INSTRUCTIONS FOR THE TASK —
Print out the records in full, keeping each word unchanged.

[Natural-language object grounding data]
==*==

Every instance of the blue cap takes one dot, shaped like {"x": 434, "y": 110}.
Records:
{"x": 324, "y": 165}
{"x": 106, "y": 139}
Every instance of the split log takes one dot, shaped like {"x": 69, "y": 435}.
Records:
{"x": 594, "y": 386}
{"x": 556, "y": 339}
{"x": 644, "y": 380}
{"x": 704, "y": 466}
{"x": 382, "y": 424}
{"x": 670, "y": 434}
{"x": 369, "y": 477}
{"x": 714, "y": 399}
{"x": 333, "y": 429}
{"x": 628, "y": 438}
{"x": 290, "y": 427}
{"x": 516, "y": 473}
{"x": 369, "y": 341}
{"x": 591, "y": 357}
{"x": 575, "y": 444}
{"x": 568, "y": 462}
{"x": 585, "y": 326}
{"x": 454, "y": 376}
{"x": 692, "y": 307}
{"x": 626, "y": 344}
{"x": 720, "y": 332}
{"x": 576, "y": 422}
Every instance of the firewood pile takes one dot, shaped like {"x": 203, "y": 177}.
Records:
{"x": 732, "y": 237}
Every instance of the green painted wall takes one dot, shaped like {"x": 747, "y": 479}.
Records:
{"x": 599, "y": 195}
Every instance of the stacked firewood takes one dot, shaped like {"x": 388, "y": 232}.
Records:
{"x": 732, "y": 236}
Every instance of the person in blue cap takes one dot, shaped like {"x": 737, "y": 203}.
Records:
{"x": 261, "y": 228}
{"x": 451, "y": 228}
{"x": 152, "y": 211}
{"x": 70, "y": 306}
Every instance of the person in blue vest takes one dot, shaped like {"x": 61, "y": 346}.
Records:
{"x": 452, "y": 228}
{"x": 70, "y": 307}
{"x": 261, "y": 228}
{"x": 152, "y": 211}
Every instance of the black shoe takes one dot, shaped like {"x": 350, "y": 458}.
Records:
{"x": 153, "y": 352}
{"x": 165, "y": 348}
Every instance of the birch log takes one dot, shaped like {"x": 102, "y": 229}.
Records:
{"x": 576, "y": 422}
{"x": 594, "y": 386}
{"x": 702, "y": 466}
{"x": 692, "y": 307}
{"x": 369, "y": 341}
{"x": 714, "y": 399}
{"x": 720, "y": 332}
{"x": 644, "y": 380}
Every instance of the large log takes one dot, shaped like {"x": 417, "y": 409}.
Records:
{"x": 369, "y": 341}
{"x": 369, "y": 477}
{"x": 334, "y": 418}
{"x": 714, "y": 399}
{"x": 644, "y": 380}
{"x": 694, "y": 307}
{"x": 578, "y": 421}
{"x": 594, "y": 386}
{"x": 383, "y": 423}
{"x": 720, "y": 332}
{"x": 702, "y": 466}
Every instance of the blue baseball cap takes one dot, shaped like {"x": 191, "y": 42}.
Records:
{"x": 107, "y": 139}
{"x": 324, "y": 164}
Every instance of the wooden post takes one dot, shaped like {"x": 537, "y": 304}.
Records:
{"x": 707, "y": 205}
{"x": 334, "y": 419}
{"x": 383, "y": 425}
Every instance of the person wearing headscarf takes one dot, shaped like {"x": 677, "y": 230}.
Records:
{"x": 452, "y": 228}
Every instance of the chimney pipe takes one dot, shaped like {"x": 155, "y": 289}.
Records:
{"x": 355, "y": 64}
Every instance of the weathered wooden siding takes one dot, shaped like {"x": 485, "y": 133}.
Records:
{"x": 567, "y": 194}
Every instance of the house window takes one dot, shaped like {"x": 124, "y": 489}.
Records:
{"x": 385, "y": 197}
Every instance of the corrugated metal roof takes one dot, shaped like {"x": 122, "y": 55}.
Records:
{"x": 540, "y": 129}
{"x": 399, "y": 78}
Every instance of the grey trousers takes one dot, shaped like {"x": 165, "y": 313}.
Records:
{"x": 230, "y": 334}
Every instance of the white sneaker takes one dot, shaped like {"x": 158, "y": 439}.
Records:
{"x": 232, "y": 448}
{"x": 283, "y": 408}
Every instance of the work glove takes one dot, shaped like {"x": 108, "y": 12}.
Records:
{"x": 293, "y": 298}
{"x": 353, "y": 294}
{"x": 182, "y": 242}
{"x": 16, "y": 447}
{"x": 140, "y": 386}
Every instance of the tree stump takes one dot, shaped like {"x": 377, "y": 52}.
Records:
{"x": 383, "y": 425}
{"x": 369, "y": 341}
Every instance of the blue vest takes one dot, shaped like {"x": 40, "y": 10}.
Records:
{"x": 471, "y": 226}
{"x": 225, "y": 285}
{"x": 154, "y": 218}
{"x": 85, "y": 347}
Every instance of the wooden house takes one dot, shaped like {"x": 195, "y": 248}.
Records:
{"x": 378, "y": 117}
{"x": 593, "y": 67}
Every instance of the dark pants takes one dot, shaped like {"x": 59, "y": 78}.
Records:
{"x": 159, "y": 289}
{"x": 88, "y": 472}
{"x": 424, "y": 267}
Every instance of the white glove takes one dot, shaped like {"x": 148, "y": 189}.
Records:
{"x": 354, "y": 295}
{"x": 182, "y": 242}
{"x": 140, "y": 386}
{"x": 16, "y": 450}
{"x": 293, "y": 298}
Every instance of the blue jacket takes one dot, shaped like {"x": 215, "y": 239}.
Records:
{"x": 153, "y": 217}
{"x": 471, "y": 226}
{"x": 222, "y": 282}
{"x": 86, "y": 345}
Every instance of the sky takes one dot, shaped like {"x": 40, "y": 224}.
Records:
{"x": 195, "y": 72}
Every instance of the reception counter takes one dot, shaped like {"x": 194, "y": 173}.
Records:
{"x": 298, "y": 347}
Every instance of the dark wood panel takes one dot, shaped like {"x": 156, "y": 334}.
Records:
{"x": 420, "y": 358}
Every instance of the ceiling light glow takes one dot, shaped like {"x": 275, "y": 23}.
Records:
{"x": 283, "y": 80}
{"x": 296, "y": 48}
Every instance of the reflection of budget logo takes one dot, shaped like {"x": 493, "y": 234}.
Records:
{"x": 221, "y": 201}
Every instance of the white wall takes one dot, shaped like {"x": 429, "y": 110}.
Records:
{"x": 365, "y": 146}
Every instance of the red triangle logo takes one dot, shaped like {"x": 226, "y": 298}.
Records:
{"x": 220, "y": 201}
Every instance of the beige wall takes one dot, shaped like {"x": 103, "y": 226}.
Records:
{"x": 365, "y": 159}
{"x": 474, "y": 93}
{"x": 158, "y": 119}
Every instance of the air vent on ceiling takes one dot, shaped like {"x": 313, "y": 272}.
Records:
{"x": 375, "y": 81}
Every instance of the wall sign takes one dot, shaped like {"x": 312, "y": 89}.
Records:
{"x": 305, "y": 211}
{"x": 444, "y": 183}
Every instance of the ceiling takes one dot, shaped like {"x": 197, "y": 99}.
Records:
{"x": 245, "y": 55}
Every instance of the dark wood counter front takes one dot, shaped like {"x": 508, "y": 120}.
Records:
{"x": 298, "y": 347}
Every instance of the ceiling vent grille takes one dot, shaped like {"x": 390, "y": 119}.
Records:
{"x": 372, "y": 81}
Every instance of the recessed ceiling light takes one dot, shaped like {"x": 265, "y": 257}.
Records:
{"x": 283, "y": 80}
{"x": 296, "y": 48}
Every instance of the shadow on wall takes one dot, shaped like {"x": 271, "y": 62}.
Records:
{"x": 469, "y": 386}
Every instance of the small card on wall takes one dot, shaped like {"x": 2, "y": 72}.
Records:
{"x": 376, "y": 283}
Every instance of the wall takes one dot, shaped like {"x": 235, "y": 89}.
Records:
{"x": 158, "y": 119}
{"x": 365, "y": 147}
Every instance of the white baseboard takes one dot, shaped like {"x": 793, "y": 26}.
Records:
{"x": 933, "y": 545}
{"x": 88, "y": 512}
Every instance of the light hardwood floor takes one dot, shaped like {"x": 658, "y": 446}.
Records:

==*==

SOLUTION FOR THIS EXERCISE —
Every instance of the blue cap takes one dot, shaped like {"x": 434, "y": 110}.
Records:
{"x": 324, "y": 165}
{"x": 106, "y": 139}
Every instance of the split log takes one dot, shaped like {"x": 69, "y": 435}.
Records:
{"x": 594, "y": 386}
{"x": 556, "y": 339}
{"x": 644, "y": 380}
{"x": 704, "y": 466}
{"x": 382, "y": 424}
{"x": 670, "y": 434}
{"x": 369, "y": 477}
{"x": 714, "y": 399}
{"x": 333, "y": 429}
{"x": 628, "y": 438}
{"x": 290, "y": 427}
{"x": 516, "y": 473}
{"x": 369, "y": 341}
{"x": 591, "y": 357}
{"x": 575, "y": 444}
{"x": 568, "y": 462}
{"x": 585, "y": 326}
{"x": 454, "y": 376}
{"x": 692, "y": 307}
{"x": 626, "y": 344}
{"x": 720, "y": 332}
{"x": 576, "y": 422}
Every instance of the firewood pile takes one dot, shaped like {"x": 203, "y": 177}.
Records:
{"x": 732, "y": 237}
Every instance of the green painted wall takes one dot, shaped like {"x": 747, "y": 479}.
Records:
{"x": 599, "y": 195}
Every instance of the stacked firewood takes one dot, shaped like {"x": 388, "y": 232}.
Records:
{"x": 732, "y": 236}
Every instance of the person in blue cap takes one dot, shaped like {"x": 737, "y": 203}.
Records:
{"x": 261, "y": 228}
{"x": 451, "y": 228}
{"x": 152, "y": 211}
{"x": 70, "y": 306}
Every instance of the person in blue vest takes one dot, shaped like {"x": 61, "y": 346}.
Records:
{"x": 452, "y": 228}
{"x": 70, "y": 307}
{"x": 261, "y": 228}
{"x": 152, "y": 211}
Every instance of the black shoe takes one dot, shaped like {"x": 350, "y": 458}.
Records:
{"x": 153, "y": 352}
{"x": 165, "y": 348}
Every instance of the birch log takes one dot, shaped like {"x": 102, "y": 229}.
Records:
{"x": 576, "y": 422}
{"x": 594, "y": 386}
{"x": 702, "y": 466}
{"x": 692, "y": 307}
{"x": 369, "y": 341}
{"x": 714, "y": 399}
{"x": 720, "y": 332}
{"x": 644, "y": 380}
Every instance of the large log takes one dot, shaped like {"x": 417, "y": 409}.
Records:
{"x": 369, "y": 341}
{"x": 369, "y": 477}
{"x": 334, "y": 418}
{"x": 714, "y": 399}
{"x": 644, "y": 380}
{"x": 694, "y": 307}
{"x": 578, "y": 421}
{"x": 594, "y": 386}
{"x": 383, "y": 423}
{"x": 720, "y": 332}
{"x": 702, "y": 466}
Every instance of the blue baseball cap takes one dot, shaped like {"x": 191, "y": 42}.
Records:
{"x": 107, "y": 139}
{"x": 324, "y": 164}
Every instance of the wooden post takes one dot, shaped like {"x": 537, "y": 304}.
Records:
{"x": 707, "y": 205}
{"x": 334, "y": 419}
{"x": 383, "y": 425}
Every instance of the person wearing headscarf takes one dot, shaped like {"x": 677, "y": 230}.
Records:
{"x": 452, "y": 228}
Every instance of the chimney pipe takes one dot, shaped like {"x": 155, "y": 289}.
Records:
{"x": 355, "y": 64}
Every instance of the weathered wooden siding takes one dot, shaped like {"x": 485, "y": 133}.
Records:
{"x": 567, "y": 194}
Every instance of the house window takes one dot, shaped like {"x": 124, "y": 489}.
Records:
{"x": 385, "y": 197}
Every instance of the corrugated metal roof takes one dot, shaped like {"x": 122, "y": 55}.
Records:
{"x": 540, "y": 129}
{"x": 399, "y": 78}
Every instance of the grey trousers takes one dot, shaped like {"x": 165, "y": 313}.
Records:
{"x": 230, "y": 334}
Every instance of the white sneaker takes one dot, shaped like {"x": 158, "y": 439}.
Records:
{"x": 232, "y": 448}
{"x": 283, "y": 408}
Every instance of the work glove takes one dot, shaped like {"x": 108, "y": 12}.
Records:
{"x": 293, "y": 298}
{"x": 353, "y": 294}
{"x": 182, "y": 242}
{"x": 16, "y": 447}
{"x": 140, "y": 386}
Every instance of the tree stump takes one dot, shaped like {"x": 377, "y": 52}.
Records:
{"x": 383, "y": 425}
{"x": 369, "y": 341}
Every instance of the blue vest takes one dot, shaped like {"x": 40, "y": 10}.
Records:
{"x": 471, "y": 226}
{"x": 225, "y": 285}
{"x": 154, "y": 218}
{"x": 85, "y": 347}
Every instance of the wooden house takes one dot, shaped like {"x": 195, "y": 248}.
Records:
{"x": 378, "y": 117}
{"x": 593, "y": 67}
Every instance of the dark pants takes one dot, shaped like {"x": 59, "y": 78}.
Records:
{"x": 159, "y": 289}
{"x": 88, "y": 472}
{"x": 424, "y": 267}
Every instance of the white glove takes one dot, shaped like {"x": 148, "y": 189}.
Records:
{"x": 354, "y": 295}
{"x": 182, "y": 242}
{"x": 140, "y": 386}
{"x": 16, "y": 450}
{"x": 293, "y": 298}
Every instance of the blue jacket takes one dot, shaped like {"x": 215, "y": 239}.
Records:
{"x": 153, "y": 217}
{"x": 471, "y": 226}
{"x": 222, "y": 282}
{"x": 86, "y": 345}
Every instance of the sky takes one dot, shaped like {"x": 40, "y": 224}.
Records:
{"x": 195, "y": 72}
Every instance of the reception counter takes one dot, shaped like {"x": 194, "y": 173}.
Records:
{"x": 298, "y": 347}
Every instance of the dark wood panel takes one dot, shaped like {"x": 156, "y": 334}.
Records:
{"x": 420, "y": 358}
Every instance of the ceiling light glow takes one dot, shaped like {"x": 275, "y": 23}.
Records:
{"x": 283, "y": 80}
{"x": 296, "y": 48}
Every instance of the reflection of budget logo takes one dot, shaped like {"x": 493, "y": 234}.
Records:
{"x": 221, "y": 201}
Every instance of the white wall takes one dot, shaped like {"x": 429, "y": 110}.
Records:
{"x": 365, "y": 146}
Every instance of the red triangle logo takes one dot, shaped like {"x": 226, "y": 298}.
Records:
{"x": 220, "y": 201}
Every instance of the beige wall takes one dot, shaped like {"x": 103, "y": 226}.
Records:
{"x": 365, "y": 159}
{"x": 474, "y": 93}
{"x": 158, "y": 119}
Every instance of the air vent on ceiling takes one dot, shaped like {"x": 313, "y": 272}.
Records:
{"x": 375, "y": 81}
Every instance of the wall sign takes one dot, shaped like {"x": 312, "y": 89}.
Records:
{"x": 305, "y": 211}
{"x": 444, "y": 183}
Every instance of the ceiling takes one dot, shaped like {"x": 197, "y": 99}.
Records:
{"x": 245, "y": 55}
Every instance of the dark wood counter front takes one dot, shaped like {"x": 508, "y": 120}.
Records:
{"x": 298, "y": 347}
Every instance of the ceiling vent grille takes one dot, shaped like {"x": 390, "y": 119}.
Records:
{"x": 372, "y": 81}
Every instance of the recessed ceiling light takes one dot, shaped like {"x": 265, "y": 257}.
Records:
{"x": 283, "y": 80}
{"x": 296, "y": 48}
Every instance of the shadow on wall takes one dot, shaped like {"x": 271, "y": 62}.
Records:
{"x": 469, "y": 386}
Every instance of the small card on wall takes one dot, shaped like {"x": 2, "y": 72}.
Records:
{"x": 376, "y": 283}
Every instance of the wall takes one dot, shaped like {"x": 235, "y": 89}.
Records:
{"x": 158, "y": 119}
{"x": 365, "y": 147}
Every instance of the white baseboard takes one dot, shaped like {"x": 793, "y": 26}.
Records:
{"x": 933, "y": 545}
{"x": 88, "y": 512}
Every instance of the light hardwood floor takes one dot, shaped like {"x": 658, "y": 446}.
Records:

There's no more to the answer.